WHAT TO PRODUCE -> Render the records as a JSON list of strings, one string per line and no blank lines, covering the line that contains "Where can the abstract" through the end of the records.
------ LISTED ENTRIES
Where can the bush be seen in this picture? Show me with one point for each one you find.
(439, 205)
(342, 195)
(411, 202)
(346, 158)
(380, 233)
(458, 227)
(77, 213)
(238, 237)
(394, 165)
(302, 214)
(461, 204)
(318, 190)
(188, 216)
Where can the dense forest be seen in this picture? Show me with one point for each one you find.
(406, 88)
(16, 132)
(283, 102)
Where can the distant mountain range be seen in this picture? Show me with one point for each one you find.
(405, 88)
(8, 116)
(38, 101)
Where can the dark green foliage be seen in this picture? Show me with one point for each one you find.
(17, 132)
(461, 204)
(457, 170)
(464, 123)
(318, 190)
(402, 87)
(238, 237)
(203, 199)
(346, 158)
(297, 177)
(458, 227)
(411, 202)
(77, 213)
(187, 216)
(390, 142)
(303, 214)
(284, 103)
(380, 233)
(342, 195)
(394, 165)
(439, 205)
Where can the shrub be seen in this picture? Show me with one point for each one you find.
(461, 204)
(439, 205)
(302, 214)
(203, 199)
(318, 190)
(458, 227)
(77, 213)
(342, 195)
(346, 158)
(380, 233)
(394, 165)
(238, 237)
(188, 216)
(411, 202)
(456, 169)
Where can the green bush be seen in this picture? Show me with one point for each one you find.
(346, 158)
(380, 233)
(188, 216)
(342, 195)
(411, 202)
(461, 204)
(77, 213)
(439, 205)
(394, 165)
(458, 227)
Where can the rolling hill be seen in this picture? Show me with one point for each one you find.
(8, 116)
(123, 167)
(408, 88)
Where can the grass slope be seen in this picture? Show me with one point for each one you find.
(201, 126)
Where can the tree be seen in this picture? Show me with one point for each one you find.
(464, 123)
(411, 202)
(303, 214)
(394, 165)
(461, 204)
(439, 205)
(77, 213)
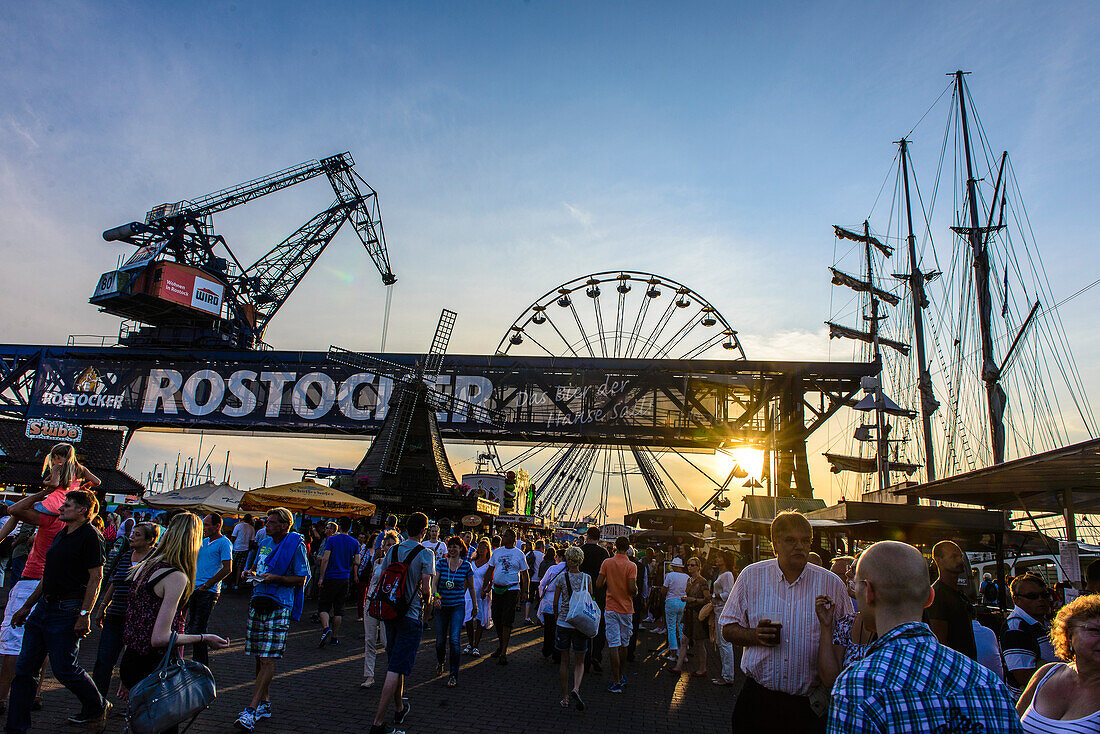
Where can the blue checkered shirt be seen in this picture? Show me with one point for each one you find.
(910, 682)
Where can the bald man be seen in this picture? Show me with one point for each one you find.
(909, 681)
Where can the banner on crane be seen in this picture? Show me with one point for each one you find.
(304, 392)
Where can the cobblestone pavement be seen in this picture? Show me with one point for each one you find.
(318, 689)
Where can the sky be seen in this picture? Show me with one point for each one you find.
(517, 145)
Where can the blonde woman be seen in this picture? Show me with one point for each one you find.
(157, 604)
(1065, 697)
(567, 637)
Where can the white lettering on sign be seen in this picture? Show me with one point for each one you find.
(317, 387)
(161, 390)
(211, 401)
(241, 391)
(361, 396)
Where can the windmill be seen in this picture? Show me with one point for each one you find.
(406, 468)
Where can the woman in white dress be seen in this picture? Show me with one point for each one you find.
(476, 624)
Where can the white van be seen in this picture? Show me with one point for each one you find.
(1044, 565)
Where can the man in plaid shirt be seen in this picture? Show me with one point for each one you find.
(909, 681)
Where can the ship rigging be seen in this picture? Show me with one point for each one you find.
(976, 364)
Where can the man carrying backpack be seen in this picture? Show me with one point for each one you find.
(399, 601)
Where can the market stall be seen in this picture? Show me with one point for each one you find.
(307, 497)
(205, 497)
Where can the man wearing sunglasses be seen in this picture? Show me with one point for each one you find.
(1024, 639)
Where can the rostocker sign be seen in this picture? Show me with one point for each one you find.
(54, 430)
(300, 392)
(222, 393)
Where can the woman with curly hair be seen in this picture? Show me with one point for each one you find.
(1065, 697)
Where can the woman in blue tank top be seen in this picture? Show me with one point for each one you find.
(453, 582)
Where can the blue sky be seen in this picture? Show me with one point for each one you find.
(518, 145)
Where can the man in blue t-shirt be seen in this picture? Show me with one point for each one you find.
(403, 635)
(279, 573)
(215, 563)
(338, 571)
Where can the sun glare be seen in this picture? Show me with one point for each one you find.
(750, 460)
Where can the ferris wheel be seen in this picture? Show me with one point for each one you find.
(620, 315)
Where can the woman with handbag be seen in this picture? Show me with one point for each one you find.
(453, 585)
(372, 626)
(572, 579)
(547, 611)
(695, 632)
(157, 605)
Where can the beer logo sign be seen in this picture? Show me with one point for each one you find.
(88, 387)
(89, 382)
(54, 430)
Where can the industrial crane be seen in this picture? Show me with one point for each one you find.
(182, 292)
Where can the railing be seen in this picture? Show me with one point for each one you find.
(91, 340)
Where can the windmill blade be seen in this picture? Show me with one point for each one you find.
(439, 342)
(407, 398)
(444, 403)
(369, 362)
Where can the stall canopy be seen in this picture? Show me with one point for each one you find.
(671, 518)
(763, 526)
(308, 497)
(205, 497)
(765, 507)
(915, 524)
(663, 537)
(1063, 481)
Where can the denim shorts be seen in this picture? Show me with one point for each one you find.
(403, 638)
(618, 626)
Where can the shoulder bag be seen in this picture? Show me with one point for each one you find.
(177, 691)
(583, 613)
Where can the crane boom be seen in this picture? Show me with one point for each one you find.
(228, 198)
(235, 304)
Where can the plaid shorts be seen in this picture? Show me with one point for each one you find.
(266, 633)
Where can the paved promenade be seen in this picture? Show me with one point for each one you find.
(318, 690)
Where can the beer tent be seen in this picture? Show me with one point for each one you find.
(205, 497)
(308, 497)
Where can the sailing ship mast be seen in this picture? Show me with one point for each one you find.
(920, 302)
(877, 401)
(978, 236)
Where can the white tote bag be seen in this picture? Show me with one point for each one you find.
(583, 611)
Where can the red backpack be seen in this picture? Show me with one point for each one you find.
(389, 601)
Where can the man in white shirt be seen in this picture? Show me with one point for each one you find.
(243, 534)
(507, 578)
(534, 563)
(1025, 636)
(770, 612)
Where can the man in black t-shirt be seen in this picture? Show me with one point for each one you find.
(594, 557)
(950, 612)
(61, 617)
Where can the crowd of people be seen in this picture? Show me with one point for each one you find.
(869, 644)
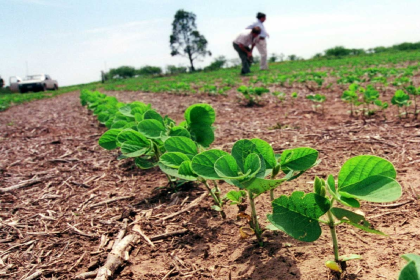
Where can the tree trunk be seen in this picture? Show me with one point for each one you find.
(191, 62)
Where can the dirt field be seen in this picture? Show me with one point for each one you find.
(53, 225)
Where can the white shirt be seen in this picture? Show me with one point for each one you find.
(245, 38)
(258, 23)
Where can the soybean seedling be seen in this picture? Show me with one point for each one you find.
(252, 95)
(368, 178)
(401, 99)
(247, 167)
(317, 98)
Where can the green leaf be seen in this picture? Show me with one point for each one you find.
(235, 196)
(126, 111)
(374, 189)
(258, 186)
(144, 163)
(179, 131)
(252, 165)
(226, 167)
(351, 202)
(173, 159)
(412, 257)
(202, 134)
(134, 137)
(181, 144)
(241, 150)
(103, 117)
(151, 128)
(298, 215)
(182, 173)
(185, 171)
(108, 140)
(354, 219)
(265, 149)
(203, 163)
(153, 115)
(200, 114)
(359, 168)
(132, 149)
(168, 170)
(119, 124)
(298, 159)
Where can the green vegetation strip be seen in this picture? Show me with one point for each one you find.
(8, 99)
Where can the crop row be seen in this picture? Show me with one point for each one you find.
(391, 69)
(253, 168)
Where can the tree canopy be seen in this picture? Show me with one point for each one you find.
(185, 39)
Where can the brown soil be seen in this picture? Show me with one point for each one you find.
(51, 226)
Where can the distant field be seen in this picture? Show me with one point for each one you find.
(8, 98)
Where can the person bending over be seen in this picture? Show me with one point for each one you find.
(261, 42)
(244, 44)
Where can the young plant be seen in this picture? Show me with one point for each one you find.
(177, 162)
(368, 178)
(140, 132)
(293, 95)
(411, 270)
(247, 167)
(280, 96)
(382, 106)
(401, 99)
(369, 97)
(317, 98)
(415, 92)
(351, 96)
(252, 95)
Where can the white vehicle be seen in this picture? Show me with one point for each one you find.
(14, 83)
(40, 82)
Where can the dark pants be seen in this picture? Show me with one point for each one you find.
(246, 62)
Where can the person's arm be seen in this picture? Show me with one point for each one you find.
(248, 53)
(252, 26)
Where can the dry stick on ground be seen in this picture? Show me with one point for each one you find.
(137, 229)
(168, 234)
(86, 275)
(192, 204)
(35, 275)
(110, 201)
(22, 184)
(115, 258)
(81, 232)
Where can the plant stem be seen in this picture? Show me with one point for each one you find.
(216, 197)
(254, 219)
(331, 224)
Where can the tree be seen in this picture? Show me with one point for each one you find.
(122, 72)
(149, 70)
(172, 69)
(337, 51)
(185, 39)
(218, 63)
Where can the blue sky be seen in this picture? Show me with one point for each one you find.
(74, 40)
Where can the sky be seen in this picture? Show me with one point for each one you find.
(73, 40)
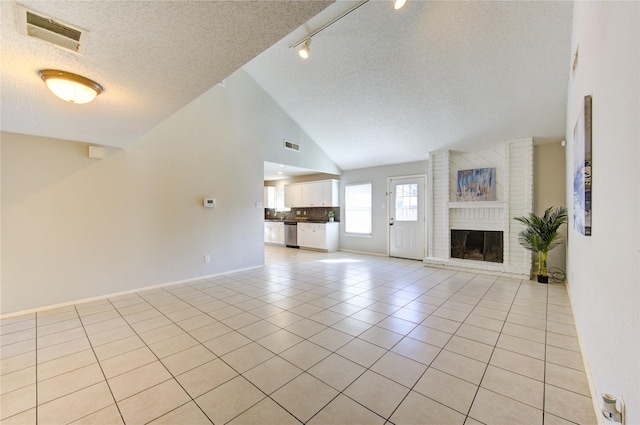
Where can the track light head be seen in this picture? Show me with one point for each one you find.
(397, 4)
(304, 50)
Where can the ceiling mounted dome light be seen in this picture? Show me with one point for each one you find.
(397, 4)
(70, 87)
(304, 50)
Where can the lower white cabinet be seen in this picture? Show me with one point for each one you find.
(274, 232)
(321, 236)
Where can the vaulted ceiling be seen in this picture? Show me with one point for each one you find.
(381, 86)
(384, 86)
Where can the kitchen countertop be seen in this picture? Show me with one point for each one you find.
(299, 221)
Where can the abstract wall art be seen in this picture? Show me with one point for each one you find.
(582, 170)
(478, 184)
------------
RESULT BELOW ->
[
  "Where can the abstract wall art be seen in this picture? Show me with one point for each one you find.",
  "(582, 170)",
  "(478, 184)"
]